## WHAT TO DO
Reproduce the employment-terms passage starting at "Against the side-note" and ending at "for the appointment.", swapping in "trial period" wherever "probationary service" appears.

## EXCERPT PROVIDED
Start

Against the side-note "probationary service" the Statement of Terms of Employment contains the following:
"Confirmation of your appointment as ASST. DIV. OFFICER will be subject to satisfactory completion of 6 months probationary service, which may be extended at the Fire Master's discretion. During your probationary service you must establish your suitability for the appointment.
If you prove unsuitable for the appointment as a ASST. DIV. OFFICER you will -
on promotion - revert to your former rank."
Preceding that section of the Statement of Terms of Employment were provisions relating to working hours and salary details. In regard to the working hours it was set out:
"Your working week is one of 78 hours as directed by the Firemaster in accordance with the duty system under which you are working or as varied by local negotiation."
In relation to the salary details the passage therefrom pertinent to the present proceedings is:
"Your current placing is £13,920 pa + one-fifth flexi-duty allowance."
Despite the fact that the de quo of the action appears to concern flexible duty allowance the pleadings for both parties contain little by way of averment concerning the particular terms and conditions attending the payment of that allowance. I was informed orally by counsel to the effect that the allowance (equal to a one-fifth increase on the employee's gross salary) was paid as a counterpart to the employee's agreement to be called out during an "on-call" period additional to what would otherwise be seen as the normal working week in the professional fire brigade. I was further informed by counsel that the flexible duty system and the flexible duty allowance did not come as essential aspects of appointment to a particular rank within the fire service. In other words a given station officer might, or might not, be working the flexible duty system and receiving the flexible duty allowance. I was invited by counsel to proceed for present purposes on the basis of those oral explanations.

End

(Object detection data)

Start

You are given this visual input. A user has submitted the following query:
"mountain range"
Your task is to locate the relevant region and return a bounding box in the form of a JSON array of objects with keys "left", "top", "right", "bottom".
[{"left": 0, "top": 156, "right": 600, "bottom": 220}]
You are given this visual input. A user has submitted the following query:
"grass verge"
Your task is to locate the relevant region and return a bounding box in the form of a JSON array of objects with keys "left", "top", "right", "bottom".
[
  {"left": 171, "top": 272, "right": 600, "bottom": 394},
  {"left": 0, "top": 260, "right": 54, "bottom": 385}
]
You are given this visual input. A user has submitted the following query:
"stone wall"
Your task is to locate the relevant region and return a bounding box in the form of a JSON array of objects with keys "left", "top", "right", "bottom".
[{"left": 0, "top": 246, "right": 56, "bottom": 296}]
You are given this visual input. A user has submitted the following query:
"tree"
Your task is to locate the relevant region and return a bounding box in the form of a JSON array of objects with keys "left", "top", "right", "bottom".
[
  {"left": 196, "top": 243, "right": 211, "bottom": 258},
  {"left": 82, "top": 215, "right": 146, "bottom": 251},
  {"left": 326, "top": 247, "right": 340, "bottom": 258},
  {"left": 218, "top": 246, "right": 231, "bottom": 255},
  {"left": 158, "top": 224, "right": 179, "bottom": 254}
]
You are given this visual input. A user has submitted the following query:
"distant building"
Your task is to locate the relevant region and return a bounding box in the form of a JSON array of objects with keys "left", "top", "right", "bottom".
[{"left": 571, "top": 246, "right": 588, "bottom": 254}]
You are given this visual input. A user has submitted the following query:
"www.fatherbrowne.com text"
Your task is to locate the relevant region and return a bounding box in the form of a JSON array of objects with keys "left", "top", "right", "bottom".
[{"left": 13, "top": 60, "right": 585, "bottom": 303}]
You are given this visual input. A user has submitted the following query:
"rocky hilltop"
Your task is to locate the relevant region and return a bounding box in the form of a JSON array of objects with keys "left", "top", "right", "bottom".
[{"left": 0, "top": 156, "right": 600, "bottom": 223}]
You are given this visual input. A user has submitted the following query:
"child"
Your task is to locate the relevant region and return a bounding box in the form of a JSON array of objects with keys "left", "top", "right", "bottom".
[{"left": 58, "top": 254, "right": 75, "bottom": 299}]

End

## CORRECT RESULT
Against the side-note "trial period" the Statement of Terms of Employment contains the following:
"Confirmation of your appointment as ASST. DIV. OFFICER will be subject to satisfactory completion of 6 months trial period, which may be extended at the Fire Master's discretion. During your trial period you must establish your suitability for the appointment.